◆ EXPLORE THE MATERIAL
1: According to the article about the revived Brewers song, in what year was "Our Team's Leading the Hit Parade" written?
2: Summarize the article about the revived Brewers song in two sentences.
3: Carry on the article about the revived Brewers song from the point where it stops.

An Oldie But a Goodie

WBHS senior helps revive old baseball tune with local ties

By Megan Landvatter, Current Staff

As the baseball season starts up again, a lost piece of Brewers history has been found and restored.

West Bend High Schools band directors Leah Duckert-Kroll and Corey Murphy as well as East senior Ian Janssen, a drum major and student leader within the band program, worked with the Cedarburg Historical Museum to produce the first recorded version of “Our Team’s Leading the Hit Parade.” Written in 1936, this song celebrated the Brewers march to the third American Association Championship, the championship for minor league teams that was often called the Little World Series.

Jerry Becker, who has composed music compositions for the West Bend High School Jazz Band, recorded the vocals.

Joel Willems, the new director of the Cedarburg Historical Museum, had started his own Milwaukee baseball project at the beginning of the COVID-19 pandemic. While directing the Chudnow Museum of Yesteryear, Willems received the only filmed footage of Borchert Field in Milwaukee, where the Brewers played while part of the American Association. 

“I digitized it and then researched what it was to make sure and it was from this championship team,” Willems said. “And in doing that research, I got familiar with this guy who runs the Borchert Field website, Paul Tempony. He’s a big collector of baseball and he did an exhibit with us and then at the end of it he was like, well, I have this cool sheet music that you might’ve seen on display. I’ve never heard it.”

Willems reached out to Duckert-Kroll, who happily agreed to help find a way to get a recording of this piece. Although she was not able to assist much herself, she managed to get everyone else involved.

“I obviously have known what a talented piano player Ian is,” Duckert-Kroll said. “I know Mr. Murphy is talented at mixing, and I’ve worked with Jerry doing community theatre and big band since I was in high school; I knew he’d be a great choice for the vocals.” 

East senior Ian Janssen (center) worked with West Bend High Schools band directors Corey Murphy (left) and Leah Duckert-Kroll to make a new recording of an old tune associated with a Milwaukee baseball team. Photo by Megan Landvatter, Current Staff.

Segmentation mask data

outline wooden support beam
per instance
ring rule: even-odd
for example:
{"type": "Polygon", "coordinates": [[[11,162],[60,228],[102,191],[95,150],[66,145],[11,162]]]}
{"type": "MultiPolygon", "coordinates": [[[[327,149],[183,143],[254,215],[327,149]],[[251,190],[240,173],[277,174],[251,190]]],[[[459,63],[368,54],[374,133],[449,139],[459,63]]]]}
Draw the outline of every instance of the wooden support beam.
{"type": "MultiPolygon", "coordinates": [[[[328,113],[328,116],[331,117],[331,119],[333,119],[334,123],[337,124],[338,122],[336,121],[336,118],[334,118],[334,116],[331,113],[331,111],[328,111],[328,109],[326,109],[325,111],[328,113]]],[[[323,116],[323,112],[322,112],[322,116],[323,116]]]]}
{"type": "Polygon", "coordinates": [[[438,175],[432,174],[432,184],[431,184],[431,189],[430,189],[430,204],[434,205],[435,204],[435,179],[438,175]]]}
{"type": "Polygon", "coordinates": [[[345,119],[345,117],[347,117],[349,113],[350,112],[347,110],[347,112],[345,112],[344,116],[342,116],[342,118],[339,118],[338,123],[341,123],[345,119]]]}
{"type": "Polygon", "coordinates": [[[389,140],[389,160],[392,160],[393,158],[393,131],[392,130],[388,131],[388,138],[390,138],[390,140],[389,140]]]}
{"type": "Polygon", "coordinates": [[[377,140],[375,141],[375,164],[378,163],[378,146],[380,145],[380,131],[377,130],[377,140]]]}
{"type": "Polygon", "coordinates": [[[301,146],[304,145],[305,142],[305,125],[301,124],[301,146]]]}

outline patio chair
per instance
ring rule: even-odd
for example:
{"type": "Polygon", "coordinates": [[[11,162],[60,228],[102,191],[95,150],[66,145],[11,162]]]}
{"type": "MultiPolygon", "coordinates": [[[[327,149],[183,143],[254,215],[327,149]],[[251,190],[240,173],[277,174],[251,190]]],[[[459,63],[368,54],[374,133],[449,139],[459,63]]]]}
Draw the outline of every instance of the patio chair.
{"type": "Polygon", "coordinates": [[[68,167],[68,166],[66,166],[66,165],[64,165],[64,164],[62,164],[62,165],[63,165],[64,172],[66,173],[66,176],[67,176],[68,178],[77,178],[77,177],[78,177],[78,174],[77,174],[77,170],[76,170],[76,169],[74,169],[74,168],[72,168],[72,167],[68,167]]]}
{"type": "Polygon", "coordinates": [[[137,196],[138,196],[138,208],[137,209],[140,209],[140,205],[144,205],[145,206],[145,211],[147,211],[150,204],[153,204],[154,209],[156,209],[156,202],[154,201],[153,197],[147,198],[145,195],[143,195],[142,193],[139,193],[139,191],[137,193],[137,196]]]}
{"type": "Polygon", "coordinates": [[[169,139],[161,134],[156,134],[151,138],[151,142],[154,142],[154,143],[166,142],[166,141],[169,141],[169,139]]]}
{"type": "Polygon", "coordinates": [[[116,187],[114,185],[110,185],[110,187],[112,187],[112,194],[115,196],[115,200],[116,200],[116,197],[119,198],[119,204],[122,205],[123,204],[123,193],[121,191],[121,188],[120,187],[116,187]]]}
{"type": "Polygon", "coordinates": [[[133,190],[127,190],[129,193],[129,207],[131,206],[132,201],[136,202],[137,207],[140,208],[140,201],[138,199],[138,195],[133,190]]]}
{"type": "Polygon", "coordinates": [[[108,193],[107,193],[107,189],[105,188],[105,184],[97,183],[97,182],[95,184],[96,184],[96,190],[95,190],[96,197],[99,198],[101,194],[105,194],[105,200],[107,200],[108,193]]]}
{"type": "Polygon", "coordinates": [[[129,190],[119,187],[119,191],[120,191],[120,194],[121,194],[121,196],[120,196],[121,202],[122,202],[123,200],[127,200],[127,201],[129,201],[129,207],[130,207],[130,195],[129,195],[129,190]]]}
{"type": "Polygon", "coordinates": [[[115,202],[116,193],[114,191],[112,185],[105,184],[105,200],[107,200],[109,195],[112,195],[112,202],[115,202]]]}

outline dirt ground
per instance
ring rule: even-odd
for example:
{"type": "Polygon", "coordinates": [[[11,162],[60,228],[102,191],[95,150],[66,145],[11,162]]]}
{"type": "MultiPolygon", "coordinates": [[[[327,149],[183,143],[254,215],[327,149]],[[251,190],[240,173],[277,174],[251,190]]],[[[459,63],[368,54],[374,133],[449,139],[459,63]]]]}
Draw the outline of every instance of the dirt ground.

◆ ANSWER SET
1: 1936

2: West Bend High Schools band directors Leah Duckert-Kroll and Corey Murphy and East senior Ian Janssen worked with the Cedarburg Historical Museum to produce the first recorded version of "Our Team's Leading the Hit Parade," a 1936 song celebrating the Brewers' march to the American Association Championship, with Jerry Becker recording the vocals. The project began when museum director Joel Willems learned of the sheet music from collector Paul Tempony and reached out to Duckert-Kroll, who brought the others in.

3:
Due to the pandemic, each part of the recording had to be done separately, which created its own challenges. Luckily, Janssen already had experience and equipment through being a member of Kids from Wisconsin, a performing arts group for Wisconsin teenagers, as well as the West Bend Brass Band. However, performing separately was still difficult. 

“One of the biggest parts of music that I think often gets overlooked, is that there’s a certain little spontaneity and playing off of each other that can’t always be replicated when you’re playing completely separately and sending in parts over the internet,” Janssen said.

Using his experience as an organist, Janssen recorded his piano part first in order to set a baseline for the vocal part, something that the organ, now associated with baseball and “Take Me Out to the Ballgame,” is made to do. 

“I sat down and made tempo maps with a quick track just so that I had something to reference,” Janssen said. “That was the biggest thing for me, just sitting down, figuring out exactly what I wanted to do and then having a backup plan for myself so that I could keep myself in check.”

Murphy, who has experience with mixing music, later put the two parts together and was very impressed with how Janssen played the piece.

“He put some pauses in it and some tempo alterations in it that you would’ve expected to hear at the actual ball game like with the crowd getting excited and speaking up a little bit or slowing down at certain parts,” Murphy said. 

Similar to Janssen, the vocalist Jerry Becker has had experience recording music during the pandemic by playing accompaniment for different choirs and assembling the music into a virtual performance. 

“Even before the pandemic it was typical in a recording studio to have some of the musicians record their tracks on one day, and have other musicians come in the next day to record new tracks to go along with the others,” Becker said. “It was a little different in the sense that a recording studio is a single place around which the work revolved.”

Once the piece was completed, Willems, who has been putting together music videos for different piano rolls within his museum, put together the video to match up with the piece.

“So I just finally stayed up one night and made that little music video kind of thing with it,” Willems said. “They put such good work into making the music production that I should do some work here on the video and put the images and film footage with it.”

West principal Ralph Schlass, a rabid Brewers fan himself, enjoyed the piece and the history that came along with it. Four years after the creation of this song, the Brewers were bought by a member of the West Bend community who helped them win three more pennants  at the Little World Series over the following five years. 

“Just after World War Two, a guy by the name of Bill Veeck owned the Milwaukee Brewers, and he at one time was one of the most famous owners in all of baseball,” Schlass said. “He also owned major league teams, he owned the Chicago White Sox. He owned the Brewers, and he lived in West Bend when he did.”

Schlass believes that it is important for the community to see West Bend staff and students completing tasks and helping people outside of the school district. 

“The fact that teachers and students can get together and work on projects for people in the community, it’s awesome,” Schlass said.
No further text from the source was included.